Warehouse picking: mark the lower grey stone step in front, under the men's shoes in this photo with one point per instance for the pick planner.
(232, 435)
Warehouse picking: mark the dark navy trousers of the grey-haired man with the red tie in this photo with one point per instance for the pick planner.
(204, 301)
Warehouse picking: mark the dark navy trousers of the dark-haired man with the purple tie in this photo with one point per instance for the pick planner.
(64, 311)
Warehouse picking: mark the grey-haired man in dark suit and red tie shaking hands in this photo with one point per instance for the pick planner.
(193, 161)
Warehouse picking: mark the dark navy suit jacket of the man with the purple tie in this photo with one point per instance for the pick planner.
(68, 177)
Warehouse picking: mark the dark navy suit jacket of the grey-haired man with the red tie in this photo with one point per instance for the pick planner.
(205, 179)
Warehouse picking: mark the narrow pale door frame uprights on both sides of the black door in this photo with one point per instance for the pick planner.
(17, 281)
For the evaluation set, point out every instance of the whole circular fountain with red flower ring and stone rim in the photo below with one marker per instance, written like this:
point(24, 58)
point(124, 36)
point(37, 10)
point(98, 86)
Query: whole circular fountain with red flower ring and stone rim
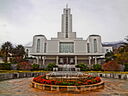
point(67, 80)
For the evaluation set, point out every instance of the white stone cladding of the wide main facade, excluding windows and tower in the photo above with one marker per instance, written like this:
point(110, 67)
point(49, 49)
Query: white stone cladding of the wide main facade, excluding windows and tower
point(80, 46)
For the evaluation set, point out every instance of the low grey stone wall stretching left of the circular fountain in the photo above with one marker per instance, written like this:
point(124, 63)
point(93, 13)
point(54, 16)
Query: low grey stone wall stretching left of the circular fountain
point(6, 76)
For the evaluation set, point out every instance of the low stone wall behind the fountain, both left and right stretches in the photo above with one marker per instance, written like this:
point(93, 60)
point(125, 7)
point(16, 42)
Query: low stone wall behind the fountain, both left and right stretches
point(5, 76)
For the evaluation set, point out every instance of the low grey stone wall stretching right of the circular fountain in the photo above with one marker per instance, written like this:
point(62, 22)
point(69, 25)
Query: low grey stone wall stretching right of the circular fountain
point(111, 75)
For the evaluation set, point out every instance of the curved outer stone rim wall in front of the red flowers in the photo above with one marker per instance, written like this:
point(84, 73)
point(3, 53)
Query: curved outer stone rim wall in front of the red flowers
point(67, 88)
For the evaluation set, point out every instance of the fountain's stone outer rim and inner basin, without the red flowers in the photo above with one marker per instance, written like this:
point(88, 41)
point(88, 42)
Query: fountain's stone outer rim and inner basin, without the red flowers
point(65, 76)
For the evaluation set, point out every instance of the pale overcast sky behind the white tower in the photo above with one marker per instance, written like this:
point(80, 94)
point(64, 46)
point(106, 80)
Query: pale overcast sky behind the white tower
point(20, 20)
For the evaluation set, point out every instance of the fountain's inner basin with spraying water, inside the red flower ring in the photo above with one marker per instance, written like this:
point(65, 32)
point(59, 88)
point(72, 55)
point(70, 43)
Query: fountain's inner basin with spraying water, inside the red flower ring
point(65, 74)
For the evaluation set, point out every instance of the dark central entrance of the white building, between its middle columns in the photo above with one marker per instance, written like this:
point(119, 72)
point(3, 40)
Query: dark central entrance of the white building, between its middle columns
point(67, 60)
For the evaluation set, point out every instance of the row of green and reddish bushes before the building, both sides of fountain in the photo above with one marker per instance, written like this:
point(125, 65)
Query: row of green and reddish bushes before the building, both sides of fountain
point(110, 66)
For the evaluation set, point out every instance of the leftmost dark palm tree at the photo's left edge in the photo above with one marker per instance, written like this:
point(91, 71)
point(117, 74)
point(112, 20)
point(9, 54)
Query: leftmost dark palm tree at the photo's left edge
point(6, 50)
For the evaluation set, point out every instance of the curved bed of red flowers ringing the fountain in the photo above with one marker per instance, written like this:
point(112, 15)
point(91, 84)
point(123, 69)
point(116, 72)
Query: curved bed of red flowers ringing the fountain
point(85, 81)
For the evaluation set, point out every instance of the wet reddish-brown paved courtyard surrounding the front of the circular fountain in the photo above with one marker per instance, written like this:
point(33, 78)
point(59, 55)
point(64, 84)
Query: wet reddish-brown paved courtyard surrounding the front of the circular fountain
point(21, 87)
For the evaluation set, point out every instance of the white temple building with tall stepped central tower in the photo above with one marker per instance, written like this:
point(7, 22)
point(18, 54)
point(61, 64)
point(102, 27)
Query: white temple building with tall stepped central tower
point(67, 48)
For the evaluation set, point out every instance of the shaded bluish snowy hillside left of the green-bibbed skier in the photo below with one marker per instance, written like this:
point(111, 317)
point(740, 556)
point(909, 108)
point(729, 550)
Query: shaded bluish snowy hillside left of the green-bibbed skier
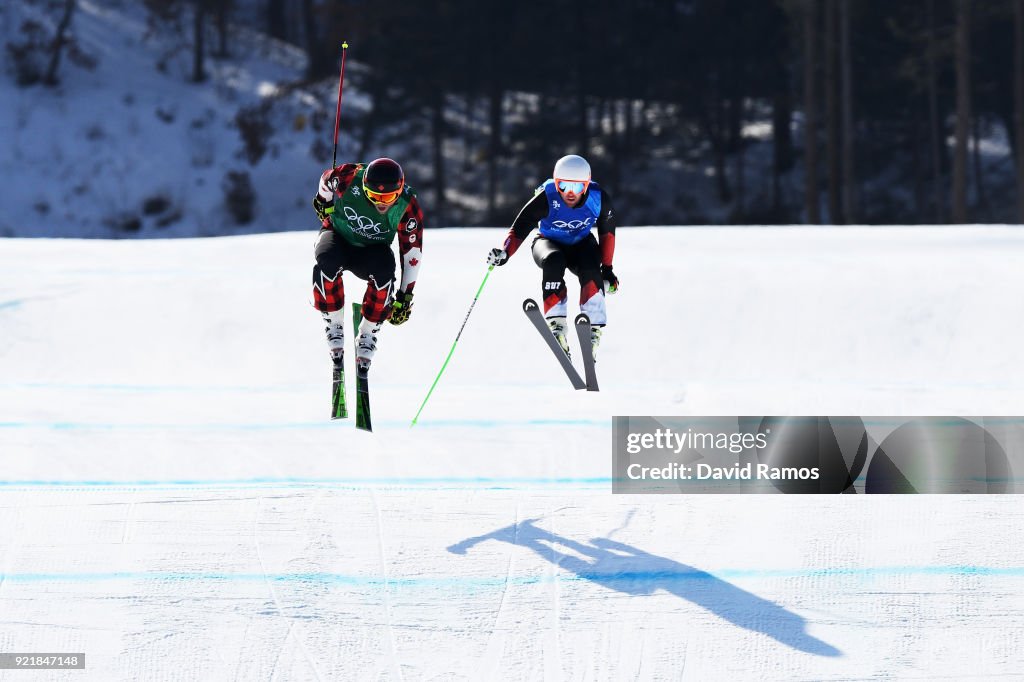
point(133, 150)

▶ _WHAT IS REQUIRED_
Set down all the material exactly once more. No pictures.

▶ _SOLUTION TO THIS PROBLEM_
Warehouse picking: mark the lower grey stone step in front, under the men's shoes in this photo with one point per instance for the pick planner.
(232, 435)
Warehouse picking: mark the dark navy trousers of the grey-haired man with the red tie in this photo with one point per instance for the pick planner.
(204, 301)
Warehouse picking: mark the dark navy trousers of the dark-haired man with the purple tie in this photo with one point per instance for the pick planner.
(64, 311)
Warehouse picking: mark the grey-haired man in dark suit and red tie shaking hands in this photo with one point per instance for the pick planner.
(193, 161)
Warehouse picking: mark the dark navy suit jacket of the man with the purple tie in this photo with one point per instance for the pick planner.
(68, 177)
Warehouse picking: mark the dark navy suit jacket of the grey-haired man with the red tie in this photo with one point per instance for the pick planner.
(205, 179)
Warehouse picking: mark the narrow pale door frame uprights on both sides of the black door in this photo with one point per instance for the pick planner.
(17, 281)
For the evaluation set, point out every instance of the whole circular fountain with red flower ring and stone rim in the photo below with one marker per instance, written like this:
point(24, 58)
point(124, 36)
point(37, 10)
point(98, 86)
Query: whole circular fountain with red flower ring and stone rim
point(67, 80)
For the evaluation set, point out every instance of the white stone cladding of the wide main facade, excluding windows and tower in the photo above with one marker per instance, written like this:
point(110, 67)
point(49, 49)
Query: white stone cladding of the wide main facade, excluding windows and tower
point(80, 46)
For the evaluation set, point out every instance of the low grey stone wall stretching left of the circular fountain in the photo above with one marker per instance, written like this:
point(124, 63)
point(93, 13)
point(54, 16)
Query: low grey stone wall stretching left of the circular fountain
point(6, 76)
For the evaluation set, point out every instance of the low stone wall behind the fountain, both left and right stretches in the photo above with one marker per instance, written like this:
point(93, 60)
point(125, 7)
point(16, 42)
Query: low stone wall behind the fountain, both left and right stretches
point(5, 76)
For the evaluation set, point out every instance of the low grey stone wall stretching right of the circular fountain in the photo above with one marker per instance, written like this:
point(62, 22)
point(69, 25)
Query: low grey stone wall stretching right of the circular fountain
point(111, 75)
For the evaluation set, point out every instance of the curved outer stone rim wall in front of the red flowers in the photo above with one marker per instance, written like this:
point(84, 73)
point(3, 53)
Query: curved outer stone rim wall in front of the red flowers
point(67, 88)
For the evaluation set, point out every instance of the fountain's stone outer rim and inner basin, without the red flowers in the photo above with one marker per instance, written like this:
point(88, 41)
point(88, 42)
Query: fountain's stone outer rim and inner basin, without the red flowers
point(65, 76)
For the evaluation set, point out every instance of the pale overcast sky behind the white tower in the photo above with one marker per instance, written like this:
point(80, 94)
point(64, 46)
point(106, 80)
Query: pale overcast sky behind the white tower
point(20, 20)
For the evaluation set, point out every instance of the fountain's inner basin with spraying water, inside the red flower ring in the photo above with one marker per instance, written like this:
point(65, 32)
point(59, 88)
point(72, 55)
point(70, 43)
Query: fountain's inner basin with spraying water, inside the red flower ring
point(65, 74)
For the evaluation set, point out every instance of the dark central entrance of the white building, between its middle columns in the photo above with one marker per instance, written like this:
point(119, 72)
point(3, 40)
Query: dark central entrance of the white building, between its middle columns
point(67, 60)
For the evaluation set, point out every instance of the row of green and reddish bushes before the building, both sides of fountain in the photo above with one marker per instance, written like this:
point(125, 65)
Query: row of green and reddish bushes before the building, both sides of fountain
point(110, 66)
For the evaluation set, point out every instance of the leftmost dark palm tree at the photo's left edge in the photo above with one marker per instance, written like this:
point(91, 71)
point(117, 74)
point(112, 20)
point(9, 54)
Query: leftmost dark palm tree at the photo's left edge
point(6, 50)
For the evaluation set, point out every instance of the curved bed of red flowers ringing the fountain in the photo above with one marker per instance, written like this:
point(112, 15)
point(91, 84)
point(123, 69)
point(116, 72)
Query: curved bed of red flowers ringing the fountain
point(85, 81)
For the evaluation set, point out every instance of the wet reddish-brown paved courtyard surrounding the front of the circular fountain in the photo above with one marker per instance, written like this:
point(33, 78)
point(59, 55)
point(64, 84)
Query: wet reddish-brown paved courtyard surrounding the front of the circular fountain
point(21, 87)
For the evaluation set, point out every instance of the white temple building with tall stepped central tower in the photo above with one marker per instance, written like this:
point(7, 22)
point(18, 54)
point(61, 64)
point(102, 27)
Query: white temple building with tall stepped central tower
point(67, 48)
For the evaluation set, point out every instance of the shaded bluish snowy hillside left of the green-bibbed skier in the photo below with one marker per instance, written like this:
point(111, 317)
point(740, 556)
point(909, 108)
point(729, 550)
Query: shaded bluish snowy hillside left of the green-bibbed skier
point(133, 150)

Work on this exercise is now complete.